WORKING DATA -

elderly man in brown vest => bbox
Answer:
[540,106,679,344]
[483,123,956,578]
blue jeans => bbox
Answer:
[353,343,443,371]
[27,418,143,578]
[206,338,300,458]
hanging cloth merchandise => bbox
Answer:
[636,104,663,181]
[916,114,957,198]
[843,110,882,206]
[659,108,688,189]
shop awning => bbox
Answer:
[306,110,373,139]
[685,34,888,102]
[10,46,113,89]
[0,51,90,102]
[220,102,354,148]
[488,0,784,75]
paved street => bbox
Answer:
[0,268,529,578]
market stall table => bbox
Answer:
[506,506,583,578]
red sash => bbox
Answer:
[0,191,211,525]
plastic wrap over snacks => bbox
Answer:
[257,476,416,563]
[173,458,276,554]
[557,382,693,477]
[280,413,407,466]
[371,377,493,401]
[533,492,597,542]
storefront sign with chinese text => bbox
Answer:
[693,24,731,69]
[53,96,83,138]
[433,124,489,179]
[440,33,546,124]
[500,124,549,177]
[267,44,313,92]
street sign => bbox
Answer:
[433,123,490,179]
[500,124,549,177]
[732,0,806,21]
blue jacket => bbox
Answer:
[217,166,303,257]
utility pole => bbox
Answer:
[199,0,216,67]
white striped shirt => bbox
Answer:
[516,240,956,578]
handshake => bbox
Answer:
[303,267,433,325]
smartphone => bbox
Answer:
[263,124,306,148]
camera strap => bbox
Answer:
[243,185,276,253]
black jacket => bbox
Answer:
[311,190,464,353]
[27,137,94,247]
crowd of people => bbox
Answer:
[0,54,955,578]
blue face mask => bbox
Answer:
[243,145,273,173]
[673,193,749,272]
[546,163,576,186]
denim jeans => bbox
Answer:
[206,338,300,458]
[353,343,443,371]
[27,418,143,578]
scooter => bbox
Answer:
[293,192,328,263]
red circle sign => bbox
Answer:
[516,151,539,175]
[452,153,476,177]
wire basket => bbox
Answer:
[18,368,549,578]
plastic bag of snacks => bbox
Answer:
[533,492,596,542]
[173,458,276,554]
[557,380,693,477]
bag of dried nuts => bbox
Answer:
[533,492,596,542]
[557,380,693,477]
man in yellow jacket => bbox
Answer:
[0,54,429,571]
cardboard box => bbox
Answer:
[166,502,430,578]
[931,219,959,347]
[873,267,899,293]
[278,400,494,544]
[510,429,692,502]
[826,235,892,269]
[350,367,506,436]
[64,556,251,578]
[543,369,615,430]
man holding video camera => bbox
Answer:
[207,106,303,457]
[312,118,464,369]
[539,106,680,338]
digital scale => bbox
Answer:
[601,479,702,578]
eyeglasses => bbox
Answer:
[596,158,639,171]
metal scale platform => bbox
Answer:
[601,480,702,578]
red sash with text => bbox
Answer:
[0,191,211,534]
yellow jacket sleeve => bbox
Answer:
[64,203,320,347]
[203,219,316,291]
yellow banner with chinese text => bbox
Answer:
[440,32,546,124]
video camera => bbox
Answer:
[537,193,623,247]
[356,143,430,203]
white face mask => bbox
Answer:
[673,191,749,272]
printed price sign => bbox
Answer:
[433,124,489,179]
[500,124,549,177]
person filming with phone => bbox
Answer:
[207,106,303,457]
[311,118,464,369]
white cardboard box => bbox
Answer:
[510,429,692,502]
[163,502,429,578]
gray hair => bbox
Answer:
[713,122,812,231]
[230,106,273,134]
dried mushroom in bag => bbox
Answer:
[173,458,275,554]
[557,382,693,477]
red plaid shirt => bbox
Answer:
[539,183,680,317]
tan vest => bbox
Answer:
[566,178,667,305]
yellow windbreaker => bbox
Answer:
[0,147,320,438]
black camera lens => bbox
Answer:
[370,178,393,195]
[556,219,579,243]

SHORT PROBLEM - Reproduce every row above word for word, with nothing added or changed.

SOLUTION TO THIS PROBLEM -
elderly man in brown vest => bbox
Answer:
[540,106,679,344]
[483,123,956,578]
blue jeans => bbox
Answer:
[353,343,443,371]
[27,418,143,578]
[206,338,300,458]
hanging cloth merchandise => bbox
Answer:
[636,104,663,181]
[916,114,957,198]
[843,110,882,206]
[659,108,688,189]
shop awning => bbox
Answer:
[306,110,373,139]
[685,34,888,102]
[10,46,113,89]
[0,51,90,102]
[220,102,354,148]
[488,0,784,75]
paved street => bbox
Answer:
[0,268,529,578]
market stall table => bbox
Answer:
[506,506,583,578]
red sash => bbox
Answer:
[0,191,211,525]
plastic wrap over snacks => bbox
Answer:
[257,476,416,563]
[173,458,276,554]
[557,382,693,477]
[280,413,407,466]
[371,377,493,401]
[533,492,597,542]
storefront sign with chinese text => bbox
Answer:
[693,24,731,69]
[53,96,83,138]
[433,124,489,179]
[440,33,546,124]
[500,124,549,177]
[267,44,313,92]
street sign => bbox
Answer:
[433,123,490,179]
[500,124,549,177]
[732,0,806,21]
blue jacket => bbox
Answer:
[217,166,303,257]
utility pole => bbox
Answer:
[199,0,216,67]
white striped shirt => bbox
Answer:
[516,240,956,578]
handshake => bbox
Answer:
[303,267,433,325]
smartphone => bbox
Answer:
[263,124,306,148]
camera strap => bbox
Answer:
[243,185,276,253]
black jacket => bbox
Answer:
[311,190,464,353]
[27,137,94,247]
crowd of people => bbox
Answer:
[0,54,955,578]
blue face mask => bbox
Answer:
[243,145,273,173]
[673,193,749,272]
[546,163,576,186]
denim jeans => bbox
Answer:
[206,338,300,458]
[353,343,443,371]
[27,418,143,578]
scooter => bbox
Answer:
[293,192,328,263]
red circle sign => bbox
Answer:
[516,151,539,175]
[452,153,476,177]
wire basket => bbox
Answer:
[18,368,549,578]
plastic bag of snacks => bbox
Answer:
[533,492,596,542]
[173,458,276,554]
[557,380,693,477]
bag of dried nuts => bbox
Answer:
[533,492,596,542]
[557,380,693,477]
man in yellow jacket => bbox
Answer:
[0,54,429,571]
cardboard box => bbox
Answer:
[166,502,430,578]
[931,219,959,347]
[873,267,899,293]
[278,400,494,544]
[510,429,692,502]
[826,235,892,269]
[350,367,506,436]
[64,556,251,578]
[543,369,615,430]
man holding video camera => bbox
Answer:
[207,106,303,457]
[312,118,464,369]
[539,106,680,338]
digital scale => bbox
Answer:
[601,479,702,578]
eyeglasses => bbox
Answer:
[596,158,639,171]
metal scale platform => bbox
Answer:
[601,480,702,578]
red sash with text => bbox
Answer:
[0,191,211,534]
yellow jacket sleeve => bbox
Answer:
[64,203,320,347]
[203,219,316,291]
yellow banner with chinese text => bbox
Answer:
[440,32,546,124]
video camera => bbox
Answer:
[537,193,623,247]
[356,143,430,203]
white face mask => bbox
Answer:
[673,191,749,272]
printed price sign => bbox
Answer:
[433,124,489,179]
[500,124,549,177]
person filming with phone => bbox
Answer:
[207,106,303,457]
[311,118,464,369]
white cardboard box => bbox
Answer:
[510,429,692,502]
[163,502,429,578]
gray hair => bbox
Answer:
[713,122,812,231]
[230,106,273,134]
dried mushroom in bag => bbox
Answer:
[173,458,275,554]
[557,382,693,477]
red plaid shirt => bbox
Answer:
[539,183,680,317]
tan vest => bbox
Answer:
[566,178,667,305]
yellow windbreaker => bbox
Answer:
[0,147,320,438]
black camera lens => bbox
Answer:
[370,178,393,195]
[556,219,579,243]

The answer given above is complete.